◆ What you will do
(a) Answer these three questions from the article on the AEA Technology pension scheme, one answer per line:
(i) Who staged a debate on 18th March 2015?
(ii) In what year was UKAEA privatised?
(iii) Which House will debate the case today?
(b) In the article on the AEA Technology pension scheme, rewrite the paragraph beginning "I have been involved with constituents" as a short bulleted list that keeps its main facts.
(c) Carry on writing the article on the AEA Technology pension scheme, starting right after its last sentence.

Sir Oliver Letwin writes for PoliticsHome ahead of his debate, calling for the Government to address the ‘gap in the law’ which fails to allow an ombudsman to rule on the actions of the Government Actuary’s Department.


Today, the House of Commons will be debating the strange case of the advice given to members of the AEA Technology pension scheme.

I have been involved with constituents who are members of this pension scheme for several years. So have many other MPs. Ed Vaizey, Alok Sharma, Alan Hazelhurst and Nicola Blackwood have been particularly active. Geoffrey Clifton Brown staged a debate on 18th March 2015. This is an issue that just won’t go away.

As with all pensions sagas, the details are hopelessly complicated. But the essence of the matter is very simple.

In 1996 when UKAEA was privatised, its highly skilled professionals were given options so far as their pensions were concerned. They could keep their existing public sector pensions or they could transfer to the pension scheme run by the new private sector company, AEA Technology.

◆ Data section
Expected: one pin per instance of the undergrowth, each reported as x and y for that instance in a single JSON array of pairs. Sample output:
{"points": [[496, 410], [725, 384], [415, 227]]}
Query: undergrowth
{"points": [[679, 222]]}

◆ Responses for each task
(a)
(i) Geoffrey Clifton Brown
(ii) 1996
(iii) The House of Commons

(b)
- The writer has worked with constituents in this pension scheme for several years, as have many other MPs.
- Ed Vaizey, Alok Sharma, Alan Hazelhurst and Nicola Blackwood have been especially active.
- Geoffrey Clifton Brown staged a debate on 18th March 2015.
- The issue keeps coming back.

(c)
Their new employer, AEA Technology, made it sound as if the new pension scheme would be rock-solid. But the employees who transferred to it later discovered that this was baloney. When the company went belly-up, the pension scheme had a massive deficit, and the employees are now eligible for the much less attractive pensions offered by the Pension Protection Fund.

But the real issue isn’t any of this sorry history.

The real issue is that the employees took comfort from another source. In November 1996, they received a note from the Government Actuary’s Department. In its note, The Government Actuary’s Department completely failed to point out that the UKAEA scheme was government backed and therefore as safe as anything In the UK; whereas by contrast, the AEA Technology scheme was exposed to significant commercial risks – which in the event, were realised. Amazingly, the GAD note particularly obscured this vital difference by telling employees explicitly “it is unlikely that the benefit promise made by either the UKAEA Scheme or the AEAT Scheme would ever be broken”.

Clearly, this advice was at best misleading.

Equally clearly, that is a case of maladministration.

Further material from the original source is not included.